++++ VORLIEGENDER TEXT ++++
Der Chefredakteur des „Spiegels“, Wolfgang Büchner, hat angekündigt, beim Umbau der Redaktion den Druck herauszunehmen. Wird ihm das etwas nützen? Dreht sich doch der wahre Streit um ihn.

Stuttgart - Anfang November feiert „Spiegel Online“ zwanzigsten Geburtstag. Die Einladungen zu dem Fest, bei dem die Band Fantastische Vier spielen wird, gingen vergangene Woche raus. Unterzeichnet haben die Karte „Chefredaktion und Geschäftsführung“. Namen sind keine genannt. Eine Vorsichtsmaßnahme? Es ist jedenfalls gut möglich, dass Anfang November Wolfgang Büchner nicht mehr Chefredakteur sein und in der Folge auch Geschäftsführer Ove Saffe das Haus verlassen wird. Doch wer Büchner folgen soll, weiß zum gegenwärtigen Zeitpunkt niemand. Der Grund ist schnell erläutert: Diejenigen, die es könnten, wollen nicht; denjenigen, die wollen, trauen die Gesellschafter nicht zu, dass sie es könnten.

 

Am vergangenen Freitagabend endete ein Treffen von „Spiegel“-Gesellschaftern mit der Vereinbarung, alles erst einmal weiterlaufen zu lassen. Offensichtlich geht es darum, Zeit zu gewinnen, um einen Nachfolger zu finden.
++++
### [FRAGEN ZUM TEXT]
**1.** Wer hat laut Text die Einladungskarten zum Geburtstagsfest von „Spiegel Online“ unterzeichnet?
**2.** Schreib aus dem Text den Abschnitt von „Stuttgart - Anfang“ bis einschließlich „sie es könnten.“ wortgetreu ab.
++++ DATENAUSZÜGE ++++
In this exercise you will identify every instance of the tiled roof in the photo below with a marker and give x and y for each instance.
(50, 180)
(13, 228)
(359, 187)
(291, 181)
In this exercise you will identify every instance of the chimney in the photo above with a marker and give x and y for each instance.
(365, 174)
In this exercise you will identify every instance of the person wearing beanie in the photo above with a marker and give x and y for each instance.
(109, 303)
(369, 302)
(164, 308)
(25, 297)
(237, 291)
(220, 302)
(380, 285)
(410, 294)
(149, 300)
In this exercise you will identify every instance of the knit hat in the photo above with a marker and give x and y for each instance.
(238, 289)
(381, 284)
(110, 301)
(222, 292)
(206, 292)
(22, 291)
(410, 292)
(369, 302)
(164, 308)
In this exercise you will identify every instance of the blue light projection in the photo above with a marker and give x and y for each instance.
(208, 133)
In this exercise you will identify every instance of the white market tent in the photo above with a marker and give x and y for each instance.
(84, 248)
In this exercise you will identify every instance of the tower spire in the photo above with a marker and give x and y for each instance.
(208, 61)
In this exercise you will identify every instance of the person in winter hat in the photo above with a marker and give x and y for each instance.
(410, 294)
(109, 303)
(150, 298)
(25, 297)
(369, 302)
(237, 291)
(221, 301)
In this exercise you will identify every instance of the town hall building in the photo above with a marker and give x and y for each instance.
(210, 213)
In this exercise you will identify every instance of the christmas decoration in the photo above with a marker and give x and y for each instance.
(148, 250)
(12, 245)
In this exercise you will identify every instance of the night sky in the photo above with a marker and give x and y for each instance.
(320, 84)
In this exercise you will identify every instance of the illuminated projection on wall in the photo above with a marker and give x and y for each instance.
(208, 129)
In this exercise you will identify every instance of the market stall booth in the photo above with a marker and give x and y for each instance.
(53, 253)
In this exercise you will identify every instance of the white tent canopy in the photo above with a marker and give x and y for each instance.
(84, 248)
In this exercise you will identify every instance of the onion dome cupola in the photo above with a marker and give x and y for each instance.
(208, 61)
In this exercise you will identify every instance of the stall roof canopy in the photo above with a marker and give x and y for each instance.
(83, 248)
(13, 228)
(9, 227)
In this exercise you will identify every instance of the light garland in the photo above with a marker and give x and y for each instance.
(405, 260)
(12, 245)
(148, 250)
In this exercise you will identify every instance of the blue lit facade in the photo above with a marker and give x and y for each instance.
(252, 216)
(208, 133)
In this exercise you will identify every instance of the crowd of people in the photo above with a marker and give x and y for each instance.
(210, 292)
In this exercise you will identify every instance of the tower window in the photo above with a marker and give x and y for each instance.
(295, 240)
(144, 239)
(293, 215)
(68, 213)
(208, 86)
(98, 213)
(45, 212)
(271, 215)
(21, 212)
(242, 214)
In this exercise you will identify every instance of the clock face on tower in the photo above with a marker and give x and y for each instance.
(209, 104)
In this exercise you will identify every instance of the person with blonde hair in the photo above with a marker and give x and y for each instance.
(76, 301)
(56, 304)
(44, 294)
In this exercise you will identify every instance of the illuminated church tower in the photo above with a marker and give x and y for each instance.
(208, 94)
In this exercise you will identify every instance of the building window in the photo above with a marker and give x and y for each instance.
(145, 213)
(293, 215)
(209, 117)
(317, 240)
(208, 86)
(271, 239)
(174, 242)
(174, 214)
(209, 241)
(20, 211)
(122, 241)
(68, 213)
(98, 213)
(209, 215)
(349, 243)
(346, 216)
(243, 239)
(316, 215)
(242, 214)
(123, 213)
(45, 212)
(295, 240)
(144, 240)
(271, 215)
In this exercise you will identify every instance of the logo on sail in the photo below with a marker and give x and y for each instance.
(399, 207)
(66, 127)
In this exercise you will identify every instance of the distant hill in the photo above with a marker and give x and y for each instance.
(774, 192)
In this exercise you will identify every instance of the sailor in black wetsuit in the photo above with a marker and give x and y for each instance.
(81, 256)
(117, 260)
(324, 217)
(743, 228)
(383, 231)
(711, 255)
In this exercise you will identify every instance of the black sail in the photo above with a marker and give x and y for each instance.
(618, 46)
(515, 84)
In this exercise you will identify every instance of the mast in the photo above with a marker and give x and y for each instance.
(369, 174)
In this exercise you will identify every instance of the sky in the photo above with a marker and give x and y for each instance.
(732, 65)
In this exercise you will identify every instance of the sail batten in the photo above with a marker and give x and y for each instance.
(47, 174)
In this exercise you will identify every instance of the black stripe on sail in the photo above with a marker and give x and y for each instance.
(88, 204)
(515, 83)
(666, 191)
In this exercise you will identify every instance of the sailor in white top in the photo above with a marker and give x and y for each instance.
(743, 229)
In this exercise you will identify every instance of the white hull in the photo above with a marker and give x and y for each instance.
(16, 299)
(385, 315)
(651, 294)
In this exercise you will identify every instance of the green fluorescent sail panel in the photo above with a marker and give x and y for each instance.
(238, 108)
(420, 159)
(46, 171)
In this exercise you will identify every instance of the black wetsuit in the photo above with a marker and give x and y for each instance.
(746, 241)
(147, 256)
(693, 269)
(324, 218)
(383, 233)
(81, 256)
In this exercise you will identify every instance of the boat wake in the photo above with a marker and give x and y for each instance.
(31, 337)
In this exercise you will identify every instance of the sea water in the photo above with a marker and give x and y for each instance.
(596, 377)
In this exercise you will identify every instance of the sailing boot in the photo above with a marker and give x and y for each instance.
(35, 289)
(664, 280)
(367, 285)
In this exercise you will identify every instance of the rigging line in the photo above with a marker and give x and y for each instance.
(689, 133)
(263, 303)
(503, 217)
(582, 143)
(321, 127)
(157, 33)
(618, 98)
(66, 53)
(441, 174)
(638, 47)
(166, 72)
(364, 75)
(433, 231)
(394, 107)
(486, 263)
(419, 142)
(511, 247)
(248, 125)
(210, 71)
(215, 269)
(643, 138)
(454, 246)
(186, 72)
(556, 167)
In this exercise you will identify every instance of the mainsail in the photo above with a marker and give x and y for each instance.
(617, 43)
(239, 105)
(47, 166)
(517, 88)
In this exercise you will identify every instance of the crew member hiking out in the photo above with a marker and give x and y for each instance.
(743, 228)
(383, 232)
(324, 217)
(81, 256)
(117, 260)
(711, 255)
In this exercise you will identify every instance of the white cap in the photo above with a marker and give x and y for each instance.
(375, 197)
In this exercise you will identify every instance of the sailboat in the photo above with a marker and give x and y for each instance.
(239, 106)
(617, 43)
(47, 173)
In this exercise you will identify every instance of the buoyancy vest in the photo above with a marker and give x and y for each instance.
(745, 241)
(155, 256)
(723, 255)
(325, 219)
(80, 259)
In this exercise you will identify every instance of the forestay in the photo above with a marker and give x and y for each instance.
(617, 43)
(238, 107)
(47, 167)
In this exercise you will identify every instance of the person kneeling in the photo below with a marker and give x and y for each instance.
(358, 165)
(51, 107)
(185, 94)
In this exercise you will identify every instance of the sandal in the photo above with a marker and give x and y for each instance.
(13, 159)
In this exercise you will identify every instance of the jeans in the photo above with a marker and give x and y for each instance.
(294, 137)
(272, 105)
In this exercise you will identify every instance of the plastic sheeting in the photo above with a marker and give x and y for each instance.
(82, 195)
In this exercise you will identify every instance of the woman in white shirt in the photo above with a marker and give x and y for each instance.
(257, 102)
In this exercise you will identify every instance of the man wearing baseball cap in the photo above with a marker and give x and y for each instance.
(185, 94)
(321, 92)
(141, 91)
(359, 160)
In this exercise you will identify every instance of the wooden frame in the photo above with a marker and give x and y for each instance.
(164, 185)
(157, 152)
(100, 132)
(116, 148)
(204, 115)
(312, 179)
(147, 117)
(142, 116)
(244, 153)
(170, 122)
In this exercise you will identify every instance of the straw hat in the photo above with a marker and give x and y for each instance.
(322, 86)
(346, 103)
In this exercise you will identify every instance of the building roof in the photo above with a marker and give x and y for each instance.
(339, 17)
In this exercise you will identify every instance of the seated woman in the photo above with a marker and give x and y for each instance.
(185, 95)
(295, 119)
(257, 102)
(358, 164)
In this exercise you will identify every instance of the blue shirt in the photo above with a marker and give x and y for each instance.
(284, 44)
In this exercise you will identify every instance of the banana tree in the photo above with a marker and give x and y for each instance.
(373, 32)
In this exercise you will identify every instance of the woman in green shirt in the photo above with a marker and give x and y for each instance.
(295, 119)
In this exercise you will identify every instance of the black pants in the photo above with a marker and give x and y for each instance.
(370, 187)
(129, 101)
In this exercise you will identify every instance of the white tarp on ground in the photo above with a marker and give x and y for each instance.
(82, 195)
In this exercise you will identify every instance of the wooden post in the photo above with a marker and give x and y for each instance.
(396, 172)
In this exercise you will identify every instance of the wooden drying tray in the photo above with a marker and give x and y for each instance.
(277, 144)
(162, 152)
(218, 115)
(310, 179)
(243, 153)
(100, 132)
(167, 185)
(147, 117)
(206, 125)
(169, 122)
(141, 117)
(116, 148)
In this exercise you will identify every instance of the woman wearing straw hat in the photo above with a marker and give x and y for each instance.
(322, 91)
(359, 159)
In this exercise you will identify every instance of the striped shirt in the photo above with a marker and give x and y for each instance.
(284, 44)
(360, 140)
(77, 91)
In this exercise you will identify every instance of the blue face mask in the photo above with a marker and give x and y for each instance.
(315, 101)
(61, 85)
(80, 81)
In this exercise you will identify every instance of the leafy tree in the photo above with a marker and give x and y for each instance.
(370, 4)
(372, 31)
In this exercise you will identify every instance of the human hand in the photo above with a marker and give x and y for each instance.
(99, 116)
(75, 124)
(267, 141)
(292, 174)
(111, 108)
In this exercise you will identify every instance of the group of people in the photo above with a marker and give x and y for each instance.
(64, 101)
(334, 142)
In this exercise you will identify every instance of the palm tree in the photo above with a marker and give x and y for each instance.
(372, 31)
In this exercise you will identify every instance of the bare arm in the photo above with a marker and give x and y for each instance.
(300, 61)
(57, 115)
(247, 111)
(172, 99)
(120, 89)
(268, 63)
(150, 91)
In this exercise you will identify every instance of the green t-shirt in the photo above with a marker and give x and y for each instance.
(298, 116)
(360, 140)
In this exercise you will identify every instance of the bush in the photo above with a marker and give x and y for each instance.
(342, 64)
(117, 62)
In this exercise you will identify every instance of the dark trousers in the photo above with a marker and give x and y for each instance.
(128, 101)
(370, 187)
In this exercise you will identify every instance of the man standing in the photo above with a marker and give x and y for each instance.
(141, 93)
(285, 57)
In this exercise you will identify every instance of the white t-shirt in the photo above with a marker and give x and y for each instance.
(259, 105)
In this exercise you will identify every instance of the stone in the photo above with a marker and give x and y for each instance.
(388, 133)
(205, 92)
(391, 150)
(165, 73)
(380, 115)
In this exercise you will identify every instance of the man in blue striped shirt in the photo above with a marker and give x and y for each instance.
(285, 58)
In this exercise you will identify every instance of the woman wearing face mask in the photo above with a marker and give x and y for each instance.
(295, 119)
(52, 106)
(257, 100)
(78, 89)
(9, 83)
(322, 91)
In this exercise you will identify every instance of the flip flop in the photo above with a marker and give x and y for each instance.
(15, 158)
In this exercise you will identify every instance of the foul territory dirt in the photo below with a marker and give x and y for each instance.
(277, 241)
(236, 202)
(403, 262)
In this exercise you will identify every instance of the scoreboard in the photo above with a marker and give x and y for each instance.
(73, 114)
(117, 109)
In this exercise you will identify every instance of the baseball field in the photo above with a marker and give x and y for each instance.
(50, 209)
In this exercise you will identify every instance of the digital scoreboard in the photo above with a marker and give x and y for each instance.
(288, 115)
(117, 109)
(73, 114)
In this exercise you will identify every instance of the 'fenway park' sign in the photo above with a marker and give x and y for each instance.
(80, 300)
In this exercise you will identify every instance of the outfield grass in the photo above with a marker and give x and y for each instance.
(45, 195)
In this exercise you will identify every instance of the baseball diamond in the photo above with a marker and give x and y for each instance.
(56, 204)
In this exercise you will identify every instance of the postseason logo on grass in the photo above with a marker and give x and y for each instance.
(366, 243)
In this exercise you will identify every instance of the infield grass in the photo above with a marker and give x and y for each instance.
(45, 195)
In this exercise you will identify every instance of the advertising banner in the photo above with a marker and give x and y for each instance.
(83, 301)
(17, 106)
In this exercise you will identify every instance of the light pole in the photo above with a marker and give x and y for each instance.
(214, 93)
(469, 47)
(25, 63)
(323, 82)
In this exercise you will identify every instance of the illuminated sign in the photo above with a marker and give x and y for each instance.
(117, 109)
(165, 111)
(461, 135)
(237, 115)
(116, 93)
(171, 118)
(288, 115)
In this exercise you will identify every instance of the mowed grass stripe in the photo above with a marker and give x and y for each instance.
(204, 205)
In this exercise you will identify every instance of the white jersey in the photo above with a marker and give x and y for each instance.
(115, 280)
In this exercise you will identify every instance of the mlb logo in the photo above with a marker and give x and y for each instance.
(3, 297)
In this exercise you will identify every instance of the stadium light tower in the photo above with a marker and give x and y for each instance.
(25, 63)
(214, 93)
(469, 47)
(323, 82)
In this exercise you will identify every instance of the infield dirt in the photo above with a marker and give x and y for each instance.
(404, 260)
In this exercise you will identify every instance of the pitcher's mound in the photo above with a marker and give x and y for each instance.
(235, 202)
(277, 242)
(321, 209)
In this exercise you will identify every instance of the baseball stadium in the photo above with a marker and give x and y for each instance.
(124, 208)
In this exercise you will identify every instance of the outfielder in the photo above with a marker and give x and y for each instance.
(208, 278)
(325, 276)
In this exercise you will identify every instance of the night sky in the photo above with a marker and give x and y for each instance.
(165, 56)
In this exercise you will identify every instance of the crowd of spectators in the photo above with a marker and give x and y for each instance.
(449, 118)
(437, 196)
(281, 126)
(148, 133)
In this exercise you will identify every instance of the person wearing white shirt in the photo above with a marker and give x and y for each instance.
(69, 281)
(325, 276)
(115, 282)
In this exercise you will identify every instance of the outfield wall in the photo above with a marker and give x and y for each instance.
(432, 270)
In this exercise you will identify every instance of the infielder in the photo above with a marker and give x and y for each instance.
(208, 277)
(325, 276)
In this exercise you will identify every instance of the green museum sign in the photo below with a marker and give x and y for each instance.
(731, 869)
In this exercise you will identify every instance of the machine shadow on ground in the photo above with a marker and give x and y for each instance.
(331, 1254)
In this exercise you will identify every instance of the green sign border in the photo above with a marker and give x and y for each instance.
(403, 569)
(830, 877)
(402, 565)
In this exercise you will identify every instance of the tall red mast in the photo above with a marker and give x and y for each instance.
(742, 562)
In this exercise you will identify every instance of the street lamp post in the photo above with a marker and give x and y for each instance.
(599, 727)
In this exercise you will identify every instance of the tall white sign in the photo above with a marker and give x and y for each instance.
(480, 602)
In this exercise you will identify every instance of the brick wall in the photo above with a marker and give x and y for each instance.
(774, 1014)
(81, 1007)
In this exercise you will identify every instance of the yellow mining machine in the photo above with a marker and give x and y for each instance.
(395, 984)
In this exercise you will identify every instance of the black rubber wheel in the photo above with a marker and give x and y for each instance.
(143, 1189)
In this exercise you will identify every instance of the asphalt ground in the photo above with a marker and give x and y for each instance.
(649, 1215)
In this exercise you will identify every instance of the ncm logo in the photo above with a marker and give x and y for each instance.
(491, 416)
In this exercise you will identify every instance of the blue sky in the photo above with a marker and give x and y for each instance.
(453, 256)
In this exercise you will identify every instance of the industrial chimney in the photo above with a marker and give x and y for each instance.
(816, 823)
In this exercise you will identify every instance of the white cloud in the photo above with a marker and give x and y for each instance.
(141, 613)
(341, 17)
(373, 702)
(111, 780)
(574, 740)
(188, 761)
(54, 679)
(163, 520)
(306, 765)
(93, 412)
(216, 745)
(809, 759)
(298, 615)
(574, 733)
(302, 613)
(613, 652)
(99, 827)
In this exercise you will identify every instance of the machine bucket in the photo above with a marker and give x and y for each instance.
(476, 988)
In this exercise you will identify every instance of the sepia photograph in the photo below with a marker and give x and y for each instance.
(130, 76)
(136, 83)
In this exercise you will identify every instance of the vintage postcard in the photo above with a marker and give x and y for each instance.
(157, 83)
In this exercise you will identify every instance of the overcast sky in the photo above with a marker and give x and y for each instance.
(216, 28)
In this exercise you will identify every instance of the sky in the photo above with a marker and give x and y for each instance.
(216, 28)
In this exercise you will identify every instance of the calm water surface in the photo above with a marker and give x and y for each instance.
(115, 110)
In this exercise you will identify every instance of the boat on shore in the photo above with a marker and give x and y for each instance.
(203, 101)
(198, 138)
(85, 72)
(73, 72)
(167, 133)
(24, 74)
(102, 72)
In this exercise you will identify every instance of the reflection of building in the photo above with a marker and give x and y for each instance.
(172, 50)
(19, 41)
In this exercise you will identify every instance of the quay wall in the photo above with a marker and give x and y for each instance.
++++
### [LÖSUNGEN]
**1.** „Chefredaktion und Geschäftsführung“, ohne Namen.

**2.**
Stuttgart - Anfang November feiert „Spiegel Online“ zwanzigsten Geburtstag. Die Einladungen zu dem Fest, bei dem die Band Fantastische Vier spielen wird, gingen vergangene Woche raus. Unterzeichnet haben die Karte „Chefredaktion und Geschäftsführung“. Namen sind keine genannt. Eine Vorsichtsmaßnahme? Es ist jedenfalls gut möglich, dass Anfang November Wolfgang Büchner nicht mehr Chefredakteur sein und in der Folge auch Geschäftsführer Ove Saffe das Haus verlassen wird. Doch wer Büchner folgen soll, weiß zum gegenwärtigen Zeitpunkt niemand. Der Grund ist schnell erläutert: Diejenigen, die es könnten, wollen nicht; denjenigen, die wollen, trauen die Gesellschafter nicht zu, dass sie es könnten.